DATA PROVIDED:
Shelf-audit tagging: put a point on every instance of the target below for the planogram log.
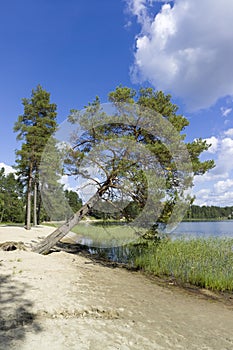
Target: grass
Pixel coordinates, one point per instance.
(207, 263)
(104, 235)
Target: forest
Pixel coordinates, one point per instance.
(146, 120)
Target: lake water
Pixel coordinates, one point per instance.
(220, 229)
(205, 229)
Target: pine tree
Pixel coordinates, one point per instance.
(115, 146)
(34, 127)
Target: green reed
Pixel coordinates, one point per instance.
(207, 263)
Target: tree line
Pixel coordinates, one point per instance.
(38, 123)
(209, 212)
(13, 201)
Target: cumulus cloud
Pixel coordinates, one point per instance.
(223, 186)
(216, 186)
(229, 132)
(186, 49)
(213, 141)
(8, 168)
(225, 111)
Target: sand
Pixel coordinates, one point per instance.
(68, 301)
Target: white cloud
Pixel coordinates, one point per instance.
(186, 49)
(223, 186)
(229, 132)
(225, 111)
(8, 168)
(216, 186)
(213, 141)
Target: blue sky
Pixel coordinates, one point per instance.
(79, 49)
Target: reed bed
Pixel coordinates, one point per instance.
(207, 263)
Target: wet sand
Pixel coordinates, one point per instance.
(67, 301)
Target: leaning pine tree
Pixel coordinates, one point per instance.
(137, 149)
(34, 127)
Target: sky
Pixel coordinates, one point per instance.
(79, 49)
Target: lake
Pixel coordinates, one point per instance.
(205, 229)
(220, 229)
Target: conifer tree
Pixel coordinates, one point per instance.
(34, 128)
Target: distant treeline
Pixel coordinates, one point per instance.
(209, 212)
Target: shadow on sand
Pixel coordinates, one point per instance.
(16, 317)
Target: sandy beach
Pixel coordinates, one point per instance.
(68, 301)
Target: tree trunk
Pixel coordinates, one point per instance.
(38, 205)
(44, 246)
(29, 191)
(35, 204)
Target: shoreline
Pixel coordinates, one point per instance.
(69, 301)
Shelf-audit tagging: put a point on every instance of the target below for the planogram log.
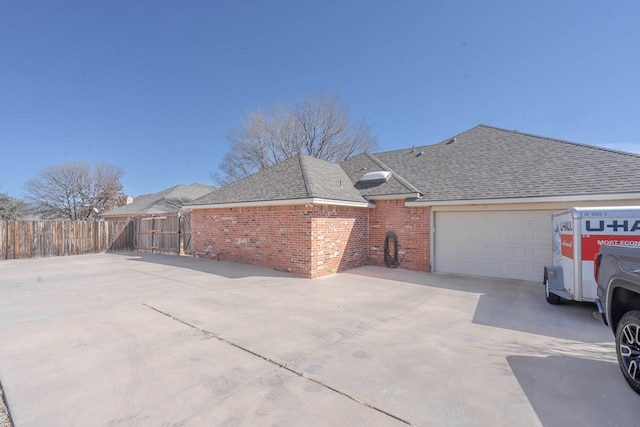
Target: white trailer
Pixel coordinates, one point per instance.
(578, 234)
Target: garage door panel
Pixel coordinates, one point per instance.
(515, 244)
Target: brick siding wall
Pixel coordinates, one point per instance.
(410, 224)
(340, 239)
(310, 241)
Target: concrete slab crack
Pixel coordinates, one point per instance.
(280, 365)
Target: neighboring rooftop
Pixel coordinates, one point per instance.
(482, 163)
(491, 163)
(166, 201)
(297, 178)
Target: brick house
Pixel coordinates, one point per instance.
(479, 203)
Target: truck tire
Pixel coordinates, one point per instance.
(551, 298)
(628, 348)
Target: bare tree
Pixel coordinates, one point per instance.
(317, 125)
(11, 208)
(75, 190)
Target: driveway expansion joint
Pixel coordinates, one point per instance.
(278, 364)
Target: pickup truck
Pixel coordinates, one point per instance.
(617, 273)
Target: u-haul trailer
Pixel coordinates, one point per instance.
(578, 234)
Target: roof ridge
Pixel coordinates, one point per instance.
(596, 147)
(399, 177)
(305, 175)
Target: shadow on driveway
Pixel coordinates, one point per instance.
(557, 386)
(509, 304)
(226, 269)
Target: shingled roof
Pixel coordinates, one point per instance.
(166, 201)
(483, 163)
(491, 163)
(298, 178)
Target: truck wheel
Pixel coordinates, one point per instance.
(628, 348)
(551, 298)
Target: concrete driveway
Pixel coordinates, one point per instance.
(153, 340)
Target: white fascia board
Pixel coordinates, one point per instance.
(575, 198)
(402, 196)
(287, 202)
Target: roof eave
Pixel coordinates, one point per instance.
(567, 198)
(284, 202)
(393, 196)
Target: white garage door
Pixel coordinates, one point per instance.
(506, 244)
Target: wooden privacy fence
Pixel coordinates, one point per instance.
(169, 234)
(34, 239)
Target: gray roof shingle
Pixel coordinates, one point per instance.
(482, 163)
(299, 177)
(491, 163)
(166, 201)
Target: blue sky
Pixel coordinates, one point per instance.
(156, 86)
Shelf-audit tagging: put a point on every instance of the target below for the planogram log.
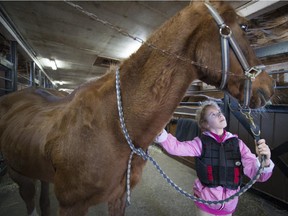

WHAT YOU ARE ASKED TO DO:
Rewrite all the rows above with "Pixel coordinates" replaced by "Image coordinates" and nothing else changed. Leave out the pictures.

WRITTEN RESPONSE:
Shelf-audit tagging: put a point on every instance of the target below for the planogram log.
Target: grass
Image coordinates, one point per instance.
(207, 263)
(104, 235)
Target: forest
Image coordinates, one point per instance.
(146, 120)
Target: lake water
Image coordinates, one point per instance.
(220, 229)
(205, 229)
Target: pine tree
Image coordinates, one point per instance.
(115, 146)
(34, 127)
Target: green reed
Image coordinates, one point per instance.
(207, 263)
Target: tree line
Image coordinates, one point per instance.
(38, 123)
(209, 212)
(13, 201)
Target: cumulus cloud
Image coordinates, one point per instance.
(223, 186)
(216, 186)
(229, 132)
(186, 49)
(213, 141)
(8, 168)
(225, 111)
Target: sand
Image coordinates, one point per instance.
(68, 301)
Target: white cloud
Image coordinates, one point per instance.
(186, 49)
(223, 186)
(229, 132)
(225, 111)
(8, 168)
(216, 186)
(213, 141)
Target: blue sky
Image coordinates, one point per instance.
(79, 49)
Target: reed bed
Image coordinates, one point per instance.
(207, 263)
Target: wet sand
Image coordinates, one point per instance.
(67, 301)
Target: leaning pine tree
Image coordinates, one point per instance.
(137, 149)
(34, 127)
Target: sky
Image coordinates, one point per instance.
(79, 49)
Target: lake
Image coordinates, one point per instance.
(205, 229)
(220, 229)
Target: conifer tree
Image coordinates, one point per instance.
(34, 128)
Target: distant treeline
Image coordinates, one point per instance.
(209, 212)
Target: shadow on sand
Image coordinates, one point per instance.
(16, 317)
Target: sandy beach
Image coordinates, one point per instance.
(68, 301)
Target: tree trunk
Image coordinates, one point per instance.
(38, 205)
(44, 246)
(29, 191)
(35, 204)
Target: shoreline
Image coordinates, one point per instance.
(69, 301)
Shelf-audit tagging: put a point on every instance of the target below for the planogram log.
Target: white trailer
Image coordinates, one point per instance.
(578, 234)
Target: garage door panel
Image coordinates, one point per instance.
(515, 244)
Target: brick siding wall
Image coordinates, one point per instance.
(410, 224)
(340, 239)
(310, 241)
Target: concrete slab crack
Image coordinates, one point per instance.
(280, 365)
Target: neighboring rooftop
Image coordinates, one point per instance.
(482, 163)
(491, 163)
(166, 201)
(297, 178)
Target: brick house
Image coordinates, one point per instance.
(479, 203)
Target: truck tire
Image coordinates, one point per instance.
(551, 298)
(628, 348)
Target: bare tree
Image coordinates, one point per instance.
(317, 125)
(11, 208)
(75, 190)
Target: driveway expansion joint
Image coordinates, one point per instance.
(278, 364)
Target: pickup truck
Image coordinates, one point per instance.
(617, 273)
Target: u-haul trailer
Image coordinates, one point per instance.
(578, 234)
Target: roof ridge
Image coordinates, one point per instance.
(596, 147)
(399, 177)
(305, 175)
Target: shadow on driveway
Image coordinates, one point per instance.
(557, 386)
(509, 304)
(226, 269)
Target: shingled roof
Image coordinates, one point per instance.
(166, 201)
(483, 163)
(491, 163)
(298, 178)
Target: truck wheel
Image coordinates, one point per instance.
(628, 348)
(551, 298)
Target: concrete driveway
Image coordinates, one point per instance.
(153, 340)
Target: white fascia board
Image coordinates, one point per instance.
(575, 198)
(402, 196)
(287, 202)
Target: roof eave
Image coordinates, one point per instance.
(567, 198)
(284, 202)
(393, 196)
Target: white garage door
Image coordinates, one point per instance.
(506, 244)
Target: wooden privacy fence
Image coordinates, one point per instance.
(169, 234)
(34, 239)
Target: gray roof shingle
Image coordinates, one point per instance.
(482, 163)
(299, 177)
(491, 163)
(166, 201)
Target: blue sky
Image coordinates, one point per instance.
(156, 86)
Shelf-audit tagging: put a point on every instance of the target below for the planogram log.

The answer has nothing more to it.